* **DOCUMENT SEGMENT**:
·····

Constitutional Law-the executive-the presidency-powers of the President to direct and co-ordinate the functions of ministries and government departments-whether the President's powers to direct and co-ordinate the functions of ministries and government departments included powers to limit fundamental rights and freedoms-Constitution of Kenya 2010, article 132(3)(b).

Brief facts:
On September 13, 2017, the 2nd Respondent, the Chief of Staff in the Office of the President and Head of Public Service, wrote a circular reference SH/1/6/XIV addressed to all Cabinet Secretaries, the 1st Respondent (the Attorney General) and all Principal Secretaries. The circular was to the effect that from the date of the circular, government officials would not travel outside the country without clearance from the President.
The Petitioners were a trade union representing the academic staff of public universities in Kenya. They contended that the circular was made without them being given notice or being consulted and that the rules of natural justice were violated. The Petitioners stated that its members were physically prevented from boarding flights departing from the country or were denied clearance for the flights deliberately or through delays in processing clearance. They said that the circular violated articles 10, 27, 28, 29, 33, 39, 43, 47 and 48 of the Constitution.
The Petitioners explained that its members travelled outside the country for purposes of international collaborative research workshops, specialized conferences and seminars and that such travel was highly beneficial in their engagement as academic staff. They also stated that they travelled in their individual capacities in exercise of their fundamental rights and freedoms.

Issues:

  1. Whether a requirement, contained in a government circular, to the effect that government officials had to obtain clearance from the President before travelling outside the country violated the right to freedom of movement.
  2. Whether the President's powers under article 132(3)(b) of the Constitution to direct and co-ordinate the functions of ministries and government departments, included power to limit fundamental rights and freedoms.
  3. Whether government circulars could be used effectively to limit fundamental rights and freedoms. Read More..

Held:

  1. Article 39 of the Constitution guaranteed the right to freedom of movement and stated that every person had the right to freedom of movement and the right to leave Kenya. That right was not granted by the State and the State's duty was to respect, protect and promote fundamental rights and freedoms in the Bill of Rights.
  2. The right to freedom of movement was not absolute and it was capable of being limited in accordance with the terms of the Constitution. Article 24(1) of the Constitution provided that a right or fundamental freedom in the Bill of Rights shall not be limited except by law and only to the extent that the limitation was reasonable and justifiable in an open and democratic society based on human dignity, equality and freedom, taking into account all relevant factors. The relevant factors were the nature of the right or fundamental freedom, the importance and purpose of limitation, the nature and extent of the limitation and the need to ensure that enjoyment of rights and fundamental freedoms by an individual did not prejudice rights and fundamental freedoms of others.

·····

[Data listing]
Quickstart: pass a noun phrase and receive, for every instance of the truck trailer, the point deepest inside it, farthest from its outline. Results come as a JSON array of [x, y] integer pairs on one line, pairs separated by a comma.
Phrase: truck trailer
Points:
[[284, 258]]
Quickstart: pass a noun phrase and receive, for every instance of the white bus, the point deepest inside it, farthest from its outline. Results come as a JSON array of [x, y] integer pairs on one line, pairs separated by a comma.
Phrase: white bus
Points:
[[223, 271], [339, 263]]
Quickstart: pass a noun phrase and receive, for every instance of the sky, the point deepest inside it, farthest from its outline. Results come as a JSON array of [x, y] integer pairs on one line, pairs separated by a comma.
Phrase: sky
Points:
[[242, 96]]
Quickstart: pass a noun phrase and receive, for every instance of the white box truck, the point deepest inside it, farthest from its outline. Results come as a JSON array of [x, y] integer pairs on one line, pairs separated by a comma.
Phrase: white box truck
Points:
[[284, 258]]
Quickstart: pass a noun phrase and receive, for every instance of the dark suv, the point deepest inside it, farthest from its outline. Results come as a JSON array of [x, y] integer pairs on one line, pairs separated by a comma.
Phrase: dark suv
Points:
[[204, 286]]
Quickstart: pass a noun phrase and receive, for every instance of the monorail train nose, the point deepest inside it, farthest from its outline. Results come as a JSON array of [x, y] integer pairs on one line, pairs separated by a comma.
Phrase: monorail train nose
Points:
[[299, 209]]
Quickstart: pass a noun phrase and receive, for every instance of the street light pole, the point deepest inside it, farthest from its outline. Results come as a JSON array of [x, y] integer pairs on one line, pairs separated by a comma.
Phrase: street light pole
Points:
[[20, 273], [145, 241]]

·····

According to the case summary above, who wrote the circular requiring government officials to obtain the President's clearance before traveling outside the country?

The 2nd Respondent, the Chief of Staff in the Office of the President and Head of Public Service.